Provided passage:
BEGIN
There is a great series of books that was published relatively recently. The Library of Chinese Classics comprises several hundreds of books that have been retranslated into modern Chinese from the source material by Beijing based scholars. The books are dual language, meaning that there is simplified Chinese on the left page, and on the right page the relevant English translation.
Its great for learning Chinese and it also addresses the issue of old and inaccurate translations. Many Chinese texts present in libraries and book stores today are translations by western scholars that often utilise specifically western/christian terminologies that distort the original meaning. Also many of these translators omitted passages of texts they thought unfit to be published/translated. A famous example is the book Liezi which was first translated by a man called Lionel Giles who decided to not translate the 7th chapter on Yang Zhou, giving this reason:
‘The seventh of these deals exclusively with the doctrine of the egoistic philosopher Yang Chu, and has therefore been omitted altogether from the present selection‘
Here is the 7th chapter, its good :)
END
Extracted information:
BEGIN
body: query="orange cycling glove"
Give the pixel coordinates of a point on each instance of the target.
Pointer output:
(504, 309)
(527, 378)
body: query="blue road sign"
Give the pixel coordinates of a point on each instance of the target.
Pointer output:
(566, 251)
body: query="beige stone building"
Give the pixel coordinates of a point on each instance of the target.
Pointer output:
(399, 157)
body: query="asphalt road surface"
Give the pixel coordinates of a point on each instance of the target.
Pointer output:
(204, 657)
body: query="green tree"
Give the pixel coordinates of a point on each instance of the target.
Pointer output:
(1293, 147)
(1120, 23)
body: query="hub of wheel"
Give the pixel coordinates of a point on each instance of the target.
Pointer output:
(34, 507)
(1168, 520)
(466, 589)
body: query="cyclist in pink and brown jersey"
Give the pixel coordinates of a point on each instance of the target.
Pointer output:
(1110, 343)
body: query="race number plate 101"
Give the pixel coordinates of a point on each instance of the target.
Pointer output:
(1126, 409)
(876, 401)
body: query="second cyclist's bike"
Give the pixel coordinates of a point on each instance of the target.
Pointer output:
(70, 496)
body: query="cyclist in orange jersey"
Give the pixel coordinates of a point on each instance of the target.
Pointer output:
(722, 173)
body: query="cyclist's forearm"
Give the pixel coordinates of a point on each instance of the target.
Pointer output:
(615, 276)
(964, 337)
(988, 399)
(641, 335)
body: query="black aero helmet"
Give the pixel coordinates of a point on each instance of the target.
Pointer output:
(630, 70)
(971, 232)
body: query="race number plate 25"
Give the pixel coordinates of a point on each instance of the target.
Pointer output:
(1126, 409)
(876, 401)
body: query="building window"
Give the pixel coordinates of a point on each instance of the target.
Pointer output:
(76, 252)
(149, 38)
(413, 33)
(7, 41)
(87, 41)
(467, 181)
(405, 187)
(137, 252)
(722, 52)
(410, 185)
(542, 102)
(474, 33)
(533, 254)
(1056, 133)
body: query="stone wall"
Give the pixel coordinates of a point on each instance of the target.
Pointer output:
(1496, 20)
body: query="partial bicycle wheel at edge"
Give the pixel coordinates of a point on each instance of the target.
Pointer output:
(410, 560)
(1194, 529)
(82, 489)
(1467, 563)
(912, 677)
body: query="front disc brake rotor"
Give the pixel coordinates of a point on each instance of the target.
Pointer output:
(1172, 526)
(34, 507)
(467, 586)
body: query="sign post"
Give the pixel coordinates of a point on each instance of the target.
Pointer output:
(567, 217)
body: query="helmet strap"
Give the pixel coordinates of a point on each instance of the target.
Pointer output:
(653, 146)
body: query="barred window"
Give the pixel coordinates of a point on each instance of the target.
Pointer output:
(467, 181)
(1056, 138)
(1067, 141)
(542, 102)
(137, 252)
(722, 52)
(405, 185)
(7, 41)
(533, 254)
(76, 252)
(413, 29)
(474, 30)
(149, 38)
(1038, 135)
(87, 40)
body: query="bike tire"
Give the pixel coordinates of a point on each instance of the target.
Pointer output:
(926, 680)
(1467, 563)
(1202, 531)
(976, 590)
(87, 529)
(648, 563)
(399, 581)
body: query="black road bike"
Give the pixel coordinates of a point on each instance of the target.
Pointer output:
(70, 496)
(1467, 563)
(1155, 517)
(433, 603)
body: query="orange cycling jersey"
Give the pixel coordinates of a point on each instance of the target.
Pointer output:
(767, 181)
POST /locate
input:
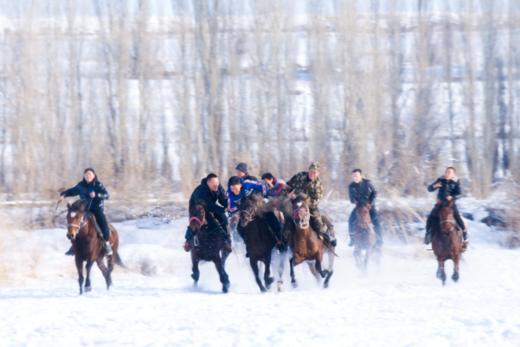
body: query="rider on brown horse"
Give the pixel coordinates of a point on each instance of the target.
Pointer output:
(213, 196)
(308, 183)
(362, 192)
(93, 193)
(449, 189)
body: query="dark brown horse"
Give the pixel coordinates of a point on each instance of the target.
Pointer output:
(208, 244)
(306, 245)
(364, 236)
(259, 239)
(88, 245)
(447, 242)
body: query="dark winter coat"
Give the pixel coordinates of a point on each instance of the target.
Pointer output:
(83, 189)
(362, 192)
(448, 188)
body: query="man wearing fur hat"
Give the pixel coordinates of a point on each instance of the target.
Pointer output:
(308, 182)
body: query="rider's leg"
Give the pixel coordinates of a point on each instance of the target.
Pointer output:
(316, 223)
(460, 222)
(377, 227)
(222, 220)
(351, 224)
(188, 236)
(429, 223)
(101, 219)
(276, 227)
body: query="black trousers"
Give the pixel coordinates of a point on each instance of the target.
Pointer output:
(101, 219)
(374, 216)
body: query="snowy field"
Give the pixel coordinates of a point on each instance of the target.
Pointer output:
(153, 303)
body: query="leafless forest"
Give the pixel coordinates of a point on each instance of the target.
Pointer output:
(156, 93)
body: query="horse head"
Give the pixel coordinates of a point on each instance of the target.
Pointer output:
(363, 213)
(248, 207)
(301, 213)
(446, 218)
(75, 218)
(197, 217)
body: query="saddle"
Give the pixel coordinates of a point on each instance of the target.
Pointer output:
(96, 225)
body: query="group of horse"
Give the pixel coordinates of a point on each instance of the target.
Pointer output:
(260, 242)
(305, 245)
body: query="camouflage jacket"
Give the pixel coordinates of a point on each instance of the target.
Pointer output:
(300, 183)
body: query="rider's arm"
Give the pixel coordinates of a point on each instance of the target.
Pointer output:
(74, 191)
(431, 187)
(101, 192)
(457, 191)
(373, 193)
(352, 194)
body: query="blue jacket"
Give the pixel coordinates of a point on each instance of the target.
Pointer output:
(83, 189)
(247, 188)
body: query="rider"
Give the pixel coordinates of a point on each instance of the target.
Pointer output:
(242, 172)
(238, 189)
(308, 182)
(93, 193)
(214, 198)
(449, 190)
(361, 191)
(274, 186)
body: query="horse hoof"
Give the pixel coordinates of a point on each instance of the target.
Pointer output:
(225, 288)
(279, 286)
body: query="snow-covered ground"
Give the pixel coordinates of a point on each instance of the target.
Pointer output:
(399, 303)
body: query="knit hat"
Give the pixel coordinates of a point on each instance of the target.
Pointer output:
(242, 167)
(315, 166)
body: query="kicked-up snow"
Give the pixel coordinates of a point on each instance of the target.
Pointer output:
(154, 303)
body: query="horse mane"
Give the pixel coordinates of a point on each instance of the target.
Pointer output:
(77, 206)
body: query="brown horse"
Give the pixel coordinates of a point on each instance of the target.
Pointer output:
(208, 244)
(254, 227)
(446, 242)
(88, 245)
(305, 243)
(364, 236)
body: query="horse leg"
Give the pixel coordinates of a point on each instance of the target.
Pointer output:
(79, 267)
(224, 279)
(88, 287)
(104, 271)
(254, 265)
(267, 273)
(315, 273)
(456, 261)
(281, 268)
(330, 269)
(323, 273)
(293, 278)
(441, 274)
(195, 273)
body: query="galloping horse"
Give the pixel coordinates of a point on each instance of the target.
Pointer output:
(364, 236)
(447, 242)
(305, 243)
(88, 245)
(208, 244)
(259, 238)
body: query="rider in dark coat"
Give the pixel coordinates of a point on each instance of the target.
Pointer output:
(213, 196)
(449, 190)
(361, 191)
(93, 193)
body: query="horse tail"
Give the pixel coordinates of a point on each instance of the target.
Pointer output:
(119, 261)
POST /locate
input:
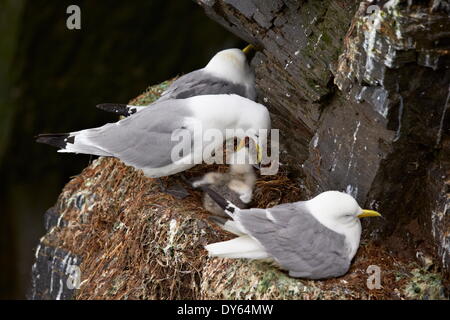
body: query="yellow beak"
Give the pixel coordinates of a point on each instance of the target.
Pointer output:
(248, 49)
(369, 213)
(258, 149)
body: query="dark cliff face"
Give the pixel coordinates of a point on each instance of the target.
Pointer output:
(360, 93)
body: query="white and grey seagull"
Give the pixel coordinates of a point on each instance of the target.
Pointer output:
(228, 72)
(145, 140)
(314, 239)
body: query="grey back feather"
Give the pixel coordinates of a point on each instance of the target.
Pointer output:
(144, 138)
(198, 83)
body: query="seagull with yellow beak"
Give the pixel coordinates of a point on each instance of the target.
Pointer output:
(228, 72)
(314, 239)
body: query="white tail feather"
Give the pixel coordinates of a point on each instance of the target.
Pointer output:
(241, 247)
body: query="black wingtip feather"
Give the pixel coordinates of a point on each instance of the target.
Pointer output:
(58, 140)
(218, 220)
(226, 205)
(117, 108)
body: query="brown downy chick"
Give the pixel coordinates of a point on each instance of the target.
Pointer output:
(236, 185)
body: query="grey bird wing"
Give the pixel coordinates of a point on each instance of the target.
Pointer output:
(198, 83)
(144, 139)
(297, 241)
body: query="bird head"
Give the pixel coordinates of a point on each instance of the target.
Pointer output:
(232, 65)
(338, 208)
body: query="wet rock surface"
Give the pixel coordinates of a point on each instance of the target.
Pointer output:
(360, 92)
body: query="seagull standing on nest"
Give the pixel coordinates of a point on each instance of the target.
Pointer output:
(228, 72)
(145, 140)
(313, 239)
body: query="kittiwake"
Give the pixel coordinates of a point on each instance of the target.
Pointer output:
(227, 72)
(146, 140)
(314, 239)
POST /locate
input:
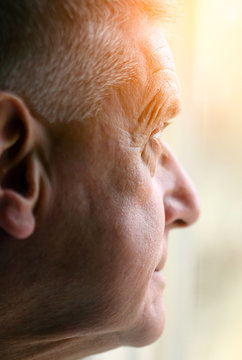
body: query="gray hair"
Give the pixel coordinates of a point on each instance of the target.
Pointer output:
(64, 56)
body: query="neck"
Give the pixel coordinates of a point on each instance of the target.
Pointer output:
(66, 349)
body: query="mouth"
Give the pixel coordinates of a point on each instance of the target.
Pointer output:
(160, 266)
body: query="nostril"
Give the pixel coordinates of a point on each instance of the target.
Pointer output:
(180, 223)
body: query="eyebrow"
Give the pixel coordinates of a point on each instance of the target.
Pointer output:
(150, 115)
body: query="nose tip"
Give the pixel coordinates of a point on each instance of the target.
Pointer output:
(182, 207)
(181, 202)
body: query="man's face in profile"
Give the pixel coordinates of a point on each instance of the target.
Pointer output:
(115, 190)
(120, 193)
END
The exercise: Carry on the passage about the Library of Chinese Classics and the Liezi translation from its final line. The records are irrelevant here.

Response to the task:
See (here) for the translation and introduction by Giles. Its still worth a read, especially the intro which is quite good actually but still manages to waffle about the bible somehow.
The new translations in the Library of Chinese Classics are difficult to obtain (at least in the EU) and expensive, so if you see one somewhere cheapish, buy it!
I’ll also be using some paintings to illustrate the quotes somehow. For now I will use a painting by Ma Yuan a Song dynasty painter.
Its in the public domain and can be found here:
https://commons.wikimedia.org/wiki/File:28.850.1-Ma_Yuan-Southern_Song_dynasty-Museum_of_Fine_arts_Boston.jpg
There is a great article about him here at Daily Art Magazine.
There is another thing that has always bothered me when see Chinese art displayed in a western context is the absence of translations of the texts/poems/dedications present in many paintings or old bronzes and the like.
My Chinese is not good enough (yet) to translate most things, especially when old, but I’ll use the internet for help and find some Chinese/English bi-linguals that can help!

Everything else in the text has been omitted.